------ RECORDS FOR THIS TASK ------

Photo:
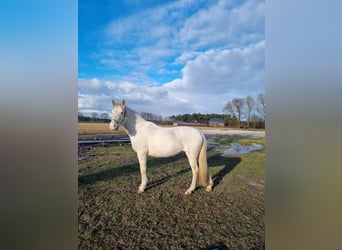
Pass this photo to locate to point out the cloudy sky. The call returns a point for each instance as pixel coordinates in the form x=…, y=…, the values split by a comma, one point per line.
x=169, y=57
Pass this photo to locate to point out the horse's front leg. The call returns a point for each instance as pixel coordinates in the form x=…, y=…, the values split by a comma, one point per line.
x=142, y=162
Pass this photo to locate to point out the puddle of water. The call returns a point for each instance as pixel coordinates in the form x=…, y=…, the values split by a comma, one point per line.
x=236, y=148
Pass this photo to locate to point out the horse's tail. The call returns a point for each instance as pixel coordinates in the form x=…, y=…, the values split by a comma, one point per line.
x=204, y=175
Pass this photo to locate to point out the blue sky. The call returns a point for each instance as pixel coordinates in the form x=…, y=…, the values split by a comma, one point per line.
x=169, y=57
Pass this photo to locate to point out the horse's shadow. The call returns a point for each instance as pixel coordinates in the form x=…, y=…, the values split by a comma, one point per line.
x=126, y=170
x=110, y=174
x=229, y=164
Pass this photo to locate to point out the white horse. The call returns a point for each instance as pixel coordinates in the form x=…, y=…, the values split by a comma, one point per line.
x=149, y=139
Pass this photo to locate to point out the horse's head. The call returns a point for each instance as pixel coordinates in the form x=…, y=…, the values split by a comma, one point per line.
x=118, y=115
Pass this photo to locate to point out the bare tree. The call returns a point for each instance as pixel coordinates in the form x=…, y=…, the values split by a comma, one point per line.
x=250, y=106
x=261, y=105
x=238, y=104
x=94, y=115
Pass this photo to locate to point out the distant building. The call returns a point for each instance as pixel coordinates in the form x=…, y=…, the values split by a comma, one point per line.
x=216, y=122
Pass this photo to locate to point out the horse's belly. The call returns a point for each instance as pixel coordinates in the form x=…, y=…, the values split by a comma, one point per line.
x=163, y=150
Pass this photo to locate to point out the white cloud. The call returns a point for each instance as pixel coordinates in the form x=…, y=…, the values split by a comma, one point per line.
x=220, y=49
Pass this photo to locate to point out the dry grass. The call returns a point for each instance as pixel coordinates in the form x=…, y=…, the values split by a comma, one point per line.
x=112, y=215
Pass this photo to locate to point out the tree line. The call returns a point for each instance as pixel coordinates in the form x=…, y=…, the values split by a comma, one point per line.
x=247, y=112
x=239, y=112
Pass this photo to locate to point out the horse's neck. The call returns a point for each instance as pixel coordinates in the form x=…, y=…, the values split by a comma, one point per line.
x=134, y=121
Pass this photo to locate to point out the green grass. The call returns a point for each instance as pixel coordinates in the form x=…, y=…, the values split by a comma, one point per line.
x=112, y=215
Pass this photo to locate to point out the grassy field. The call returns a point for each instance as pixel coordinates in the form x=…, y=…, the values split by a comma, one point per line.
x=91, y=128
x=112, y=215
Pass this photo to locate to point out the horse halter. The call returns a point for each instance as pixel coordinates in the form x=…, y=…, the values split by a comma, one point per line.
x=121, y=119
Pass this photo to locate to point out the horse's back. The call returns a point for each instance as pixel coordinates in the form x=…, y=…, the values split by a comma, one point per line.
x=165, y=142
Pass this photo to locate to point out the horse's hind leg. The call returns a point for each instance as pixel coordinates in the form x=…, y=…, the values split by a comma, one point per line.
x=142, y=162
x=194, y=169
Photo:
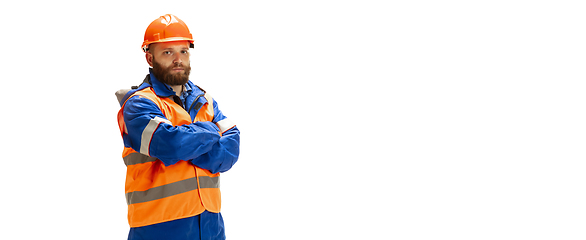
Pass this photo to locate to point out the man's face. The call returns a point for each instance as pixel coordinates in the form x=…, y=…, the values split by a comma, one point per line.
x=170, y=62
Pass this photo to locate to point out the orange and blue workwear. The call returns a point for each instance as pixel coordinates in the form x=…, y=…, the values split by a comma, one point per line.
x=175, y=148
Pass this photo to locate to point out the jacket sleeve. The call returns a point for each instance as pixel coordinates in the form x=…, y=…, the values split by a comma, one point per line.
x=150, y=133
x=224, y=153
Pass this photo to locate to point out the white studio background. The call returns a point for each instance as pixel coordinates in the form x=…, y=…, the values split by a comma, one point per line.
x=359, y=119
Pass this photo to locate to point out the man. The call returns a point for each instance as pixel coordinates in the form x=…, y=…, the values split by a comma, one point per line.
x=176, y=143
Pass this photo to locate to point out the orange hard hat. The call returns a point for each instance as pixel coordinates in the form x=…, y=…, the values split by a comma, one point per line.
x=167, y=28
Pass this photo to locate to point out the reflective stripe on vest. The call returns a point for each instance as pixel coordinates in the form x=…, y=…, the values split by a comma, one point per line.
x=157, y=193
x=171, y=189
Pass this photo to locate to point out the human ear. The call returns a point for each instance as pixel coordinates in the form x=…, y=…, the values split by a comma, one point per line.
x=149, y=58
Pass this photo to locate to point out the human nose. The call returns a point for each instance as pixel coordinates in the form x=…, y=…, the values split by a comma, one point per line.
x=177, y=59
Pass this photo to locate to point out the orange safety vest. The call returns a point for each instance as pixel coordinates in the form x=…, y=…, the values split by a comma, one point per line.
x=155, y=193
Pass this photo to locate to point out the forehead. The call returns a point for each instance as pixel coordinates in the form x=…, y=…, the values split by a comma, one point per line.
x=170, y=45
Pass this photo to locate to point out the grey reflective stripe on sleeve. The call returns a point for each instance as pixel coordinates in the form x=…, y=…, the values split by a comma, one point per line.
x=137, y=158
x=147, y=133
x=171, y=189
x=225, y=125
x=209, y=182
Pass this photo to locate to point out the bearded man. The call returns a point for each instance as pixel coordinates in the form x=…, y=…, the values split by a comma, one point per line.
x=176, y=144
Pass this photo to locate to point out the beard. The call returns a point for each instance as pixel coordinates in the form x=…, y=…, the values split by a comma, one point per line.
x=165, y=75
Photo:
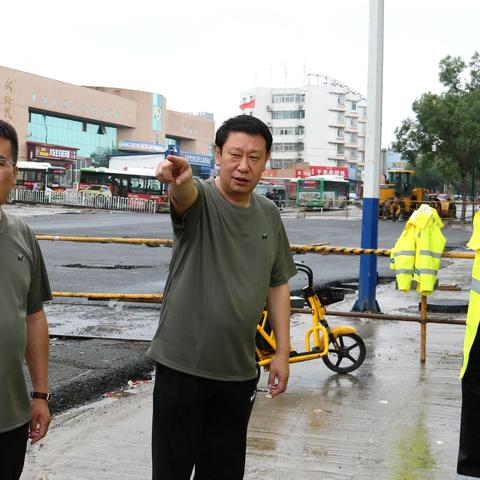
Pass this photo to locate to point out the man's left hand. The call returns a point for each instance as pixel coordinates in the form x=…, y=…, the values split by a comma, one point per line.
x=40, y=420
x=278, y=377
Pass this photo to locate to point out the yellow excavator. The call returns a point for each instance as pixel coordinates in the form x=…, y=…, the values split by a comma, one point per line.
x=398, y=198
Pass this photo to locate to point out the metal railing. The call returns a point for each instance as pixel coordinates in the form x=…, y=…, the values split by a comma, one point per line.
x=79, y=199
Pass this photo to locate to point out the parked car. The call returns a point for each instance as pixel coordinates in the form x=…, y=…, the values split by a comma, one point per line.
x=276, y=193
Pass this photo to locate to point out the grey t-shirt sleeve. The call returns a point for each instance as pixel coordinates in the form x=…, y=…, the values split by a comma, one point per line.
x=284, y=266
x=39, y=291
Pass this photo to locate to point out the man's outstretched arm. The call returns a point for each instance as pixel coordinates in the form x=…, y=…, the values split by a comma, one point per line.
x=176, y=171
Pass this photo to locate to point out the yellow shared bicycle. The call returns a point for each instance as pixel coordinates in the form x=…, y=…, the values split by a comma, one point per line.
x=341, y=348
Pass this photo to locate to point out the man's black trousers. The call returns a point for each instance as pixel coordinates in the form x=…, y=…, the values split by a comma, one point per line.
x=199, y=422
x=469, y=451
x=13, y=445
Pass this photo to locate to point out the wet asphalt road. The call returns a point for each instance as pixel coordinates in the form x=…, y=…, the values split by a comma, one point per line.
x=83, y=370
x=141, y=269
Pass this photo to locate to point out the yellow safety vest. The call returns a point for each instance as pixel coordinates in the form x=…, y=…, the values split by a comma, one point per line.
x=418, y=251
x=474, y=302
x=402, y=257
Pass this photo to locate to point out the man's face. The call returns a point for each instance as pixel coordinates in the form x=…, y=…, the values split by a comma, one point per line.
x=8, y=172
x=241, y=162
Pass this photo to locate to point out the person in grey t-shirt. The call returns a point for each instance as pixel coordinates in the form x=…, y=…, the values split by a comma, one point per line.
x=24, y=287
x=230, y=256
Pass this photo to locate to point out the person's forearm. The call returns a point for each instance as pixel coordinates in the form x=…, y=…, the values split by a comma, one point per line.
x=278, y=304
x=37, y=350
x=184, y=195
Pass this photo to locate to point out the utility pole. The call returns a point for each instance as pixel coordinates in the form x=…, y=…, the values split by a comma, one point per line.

------

■ **GOAL OF THE EXERCISE**
Repeat word for word from the line holding "Pass this photo to locate to point out the person's" down to the last line above, including both.

■ **TASK OUTPUT**
Pass this photo to locate to point out the person's forearm. The call returns a point for each instance as pixel coordinates in the form x=…, y=…, the values split by a comma, one point per line.
x=278, y=304
x=37, y=350
x=184, y=195
Pass this photo to locate to point out the utility pole. The call returns a point for each instance as pixel coordinates in the form x=…, y=…, the values split by a comma, one point per line.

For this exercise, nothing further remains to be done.